Alas, we can’t even go to the bathroom in peace. The Texas Legislature is considering a law similar to the so-called “bathroom bill” of North Carolina, mandating that people use bathrooms and locker rooms matching their biological gender. While it is astonishing that we even need such a law, nevertheless, similar to the North Carolina boycott, the NFL is threatening to block future Super Bowl games from being held in Texas if the Lone Star State goes through with such legislation.
Texas Gov. Greg Abbott is having none of this nonsense, tweeting in Trump-like fashion: “NFL decision makers also benched Tom Brady last season. It ended with NFL handing the Super Bowl trophy to Brady.” In other words, there are forces here at play that are a lot bigger than you, NFL commissioner.
And Abbott has a point; Why would the NFL care what Texas does with its bathrooms? And why would the NFL take up a cause that has nothing to do with its customer base, the vast majority of which come from the Midwest and South who could care less about transgender politics?
One would think the NFL would have learned from their drop in ratings due to Colin Kaepernick and the national anthem controversy. There is, however, a rather clear rationale for why the NFL and other sports leagues are insisting on a corporate solidarity with transgenders, and it finds its origins in globalization and sports journalism.
Considered the defining trait of modernity, globalization involves what is in effect a worldwide transnational economic system held together by telecommunications and technology. What is crucial for us to observe is that globalization involves a social dynamic known as disembedding, which is a propelling of social and economic factors away from localized control toward more transnational processes. For example, think of your local mall: In one sense, the mass shopping complex is in fact local in terms of its proximity to consumers; but notice that the retail outlets that comprise the various stores at a mall are not local but rather national and international chains and brand names. This is especially the case with the latest releases at the movie theater or the offerings at the food court.
= = = =
• What the exercise asks: Can you quote the part of the text on the Texas bathroom bill between "Considered the defining" and "the food court.", inclusive, word for word?
= = = =
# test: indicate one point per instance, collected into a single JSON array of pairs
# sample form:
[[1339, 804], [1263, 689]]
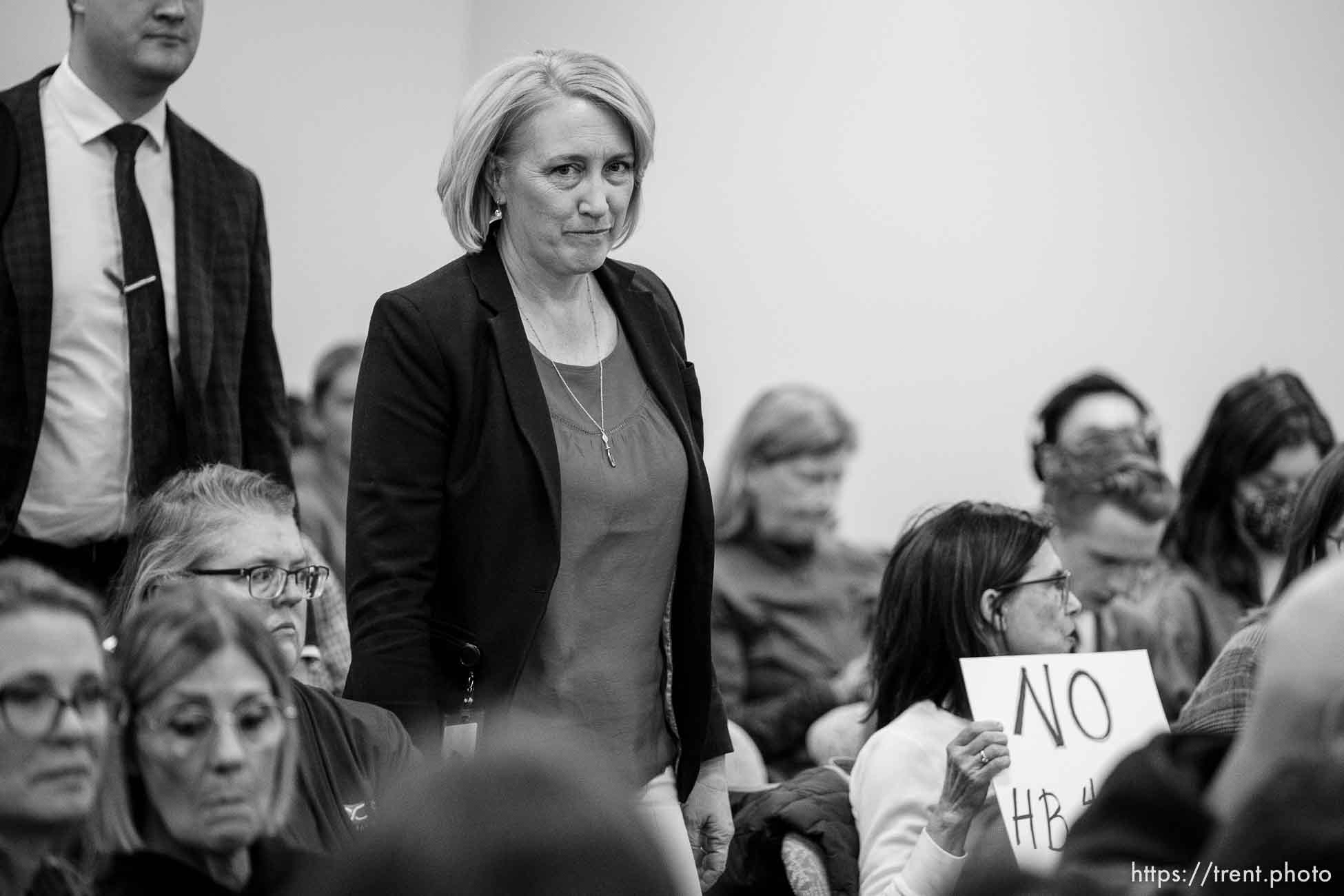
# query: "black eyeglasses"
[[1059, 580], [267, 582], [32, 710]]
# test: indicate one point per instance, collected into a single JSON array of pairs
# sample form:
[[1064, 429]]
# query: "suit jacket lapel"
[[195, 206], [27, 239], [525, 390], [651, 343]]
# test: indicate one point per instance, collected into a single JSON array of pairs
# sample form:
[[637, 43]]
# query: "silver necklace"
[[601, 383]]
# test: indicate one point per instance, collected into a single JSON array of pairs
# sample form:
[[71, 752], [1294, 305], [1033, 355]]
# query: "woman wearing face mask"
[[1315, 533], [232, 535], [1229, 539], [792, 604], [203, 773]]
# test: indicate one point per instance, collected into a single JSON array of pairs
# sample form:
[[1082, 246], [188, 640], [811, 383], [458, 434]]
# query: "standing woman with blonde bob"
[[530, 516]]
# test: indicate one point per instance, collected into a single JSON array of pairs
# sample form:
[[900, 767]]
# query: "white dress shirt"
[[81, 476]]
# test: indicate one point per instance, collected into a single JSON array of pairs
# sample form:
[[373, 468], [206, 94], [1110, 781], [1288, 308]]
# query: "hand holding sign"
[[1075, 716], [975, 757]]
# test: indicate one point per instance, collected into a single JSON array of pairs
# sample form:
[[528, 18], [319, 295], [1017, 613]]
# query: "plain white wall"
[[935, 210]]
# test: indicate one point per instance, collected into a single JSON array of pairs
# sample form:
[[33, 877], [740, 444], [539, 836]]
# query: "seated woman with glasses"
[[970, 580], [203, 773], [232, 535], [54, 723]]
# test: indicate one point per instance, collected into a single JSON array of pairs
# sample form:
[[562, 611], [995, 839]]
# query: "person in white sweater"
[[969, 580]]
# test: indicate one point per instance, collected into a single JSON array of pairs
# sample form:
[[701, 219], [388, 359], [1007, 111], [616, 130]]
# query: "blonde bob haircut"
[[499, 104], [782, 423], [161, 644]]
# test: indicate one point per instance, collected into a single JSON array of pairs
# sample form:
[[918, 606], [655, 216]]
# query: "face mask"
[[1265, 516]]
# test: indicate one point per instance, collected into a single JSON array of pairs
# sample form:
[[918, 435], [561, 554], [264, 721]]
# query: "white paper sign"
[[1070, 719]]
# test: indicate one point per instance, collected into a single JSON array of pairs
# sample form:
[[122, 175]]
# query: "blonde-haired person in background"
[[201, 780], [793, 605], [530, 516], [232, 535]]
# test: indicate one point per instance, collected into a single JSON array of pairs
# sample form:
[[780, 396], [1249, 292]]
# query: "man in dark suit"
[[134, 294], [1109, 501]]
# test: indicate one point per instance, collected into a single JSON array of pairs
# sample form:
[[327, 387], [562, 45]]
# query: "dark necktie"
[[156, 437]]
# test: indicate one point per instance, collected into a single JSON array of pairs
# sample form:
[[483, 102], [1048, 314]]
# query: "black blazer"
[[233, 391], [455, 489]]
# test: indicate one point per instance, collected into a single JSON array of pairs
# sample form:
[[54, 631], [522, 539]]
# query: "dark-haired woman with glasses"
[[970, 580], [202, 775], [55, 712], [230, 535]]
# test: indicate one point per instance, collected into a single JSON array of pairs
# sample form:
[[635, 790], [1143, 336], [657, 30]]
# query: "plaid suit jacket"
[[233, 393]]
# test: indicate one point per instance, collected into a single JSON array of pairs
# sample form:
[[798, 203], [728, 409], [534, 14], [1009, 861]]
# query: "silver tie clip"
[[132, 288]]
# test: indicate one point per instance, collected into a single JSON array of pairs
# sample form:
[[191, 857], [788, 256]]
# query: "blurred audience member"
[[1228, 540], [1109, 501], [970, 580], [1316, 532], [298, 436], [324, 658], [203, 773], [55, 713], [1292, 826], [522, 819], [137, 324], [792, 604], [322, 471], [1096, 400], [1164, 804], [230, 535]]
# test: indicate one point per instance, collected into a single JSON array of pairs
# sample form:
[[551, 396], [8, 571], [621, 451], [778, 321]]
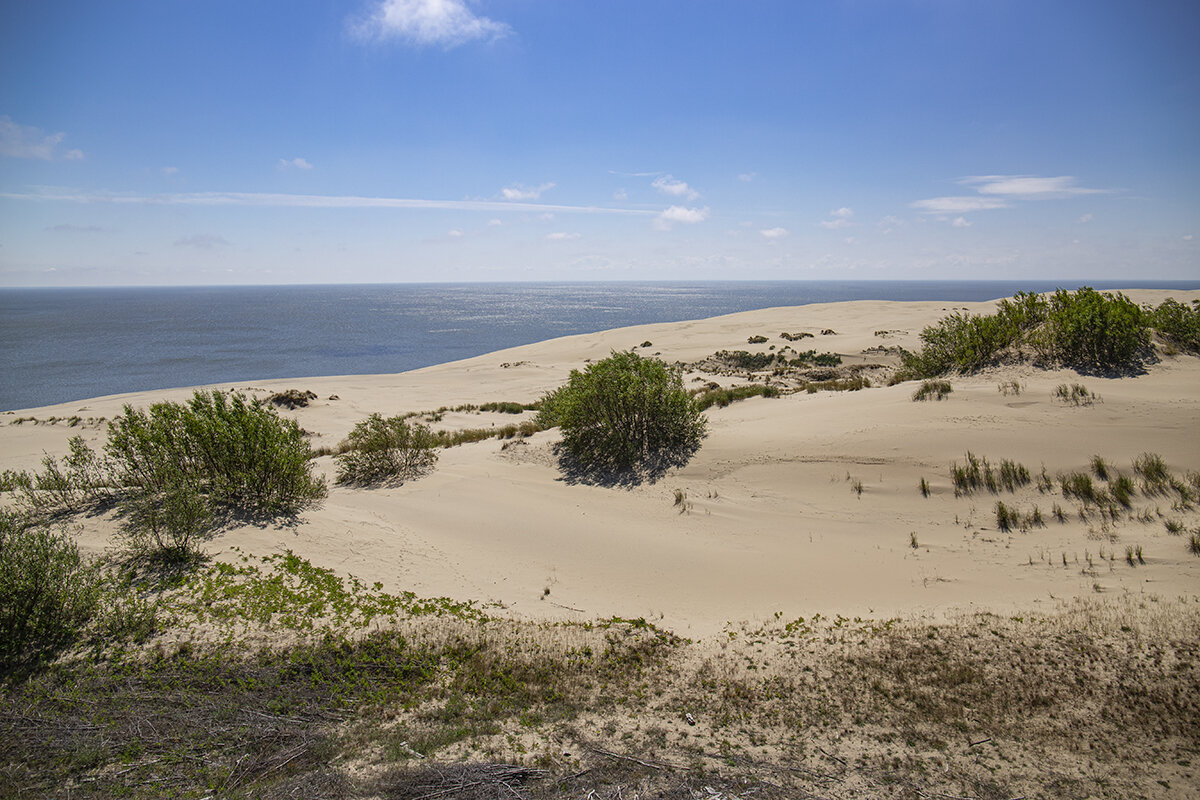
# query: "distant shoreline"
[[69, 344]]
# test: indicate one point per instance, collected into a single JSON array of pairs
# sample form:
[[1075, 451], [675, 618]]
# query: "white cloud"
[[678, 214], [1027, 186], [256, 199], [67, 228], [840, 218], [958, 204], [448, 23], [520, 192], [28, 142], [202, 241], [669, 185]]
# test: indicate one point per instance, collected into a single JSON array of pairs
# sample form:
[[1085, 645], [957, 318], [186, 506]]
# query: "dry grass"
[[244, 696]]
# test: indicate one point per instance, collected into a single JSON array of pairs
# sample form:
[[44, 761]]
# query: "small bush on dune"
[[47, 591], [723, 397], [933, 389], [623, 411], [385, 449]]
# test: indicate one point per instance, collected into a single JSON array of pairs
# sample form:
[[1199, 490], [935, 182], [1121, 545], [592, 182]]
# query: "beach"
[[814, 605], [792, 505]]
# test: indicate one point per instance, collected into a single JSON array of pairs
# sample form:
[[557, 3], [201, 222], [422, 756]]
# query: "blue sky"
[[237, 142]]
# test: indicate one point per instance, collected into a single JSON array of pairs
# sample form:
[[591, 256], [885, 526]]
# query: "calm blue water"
= = = =
• Output of the task:
Considered the defining trait of modernity, globalization involves what is in effect a worldwide transnational economic system held together by telecommunications and technology. What is crucial for us to observe is that globalization involves a social dynamic known as disembedding, which is a propelling of social and economic factors away from localized control toward more transnational processes. For example, think of your local mall: In one sense, the mass shopping complex is in fact local in terms of its proximity to consumers; but notice that the retail outlets that comprise the various stores at a mall are not local but rather national and international chains and brand names. This is especially the case with the latest releases at the movie theater or the offerings at the food court.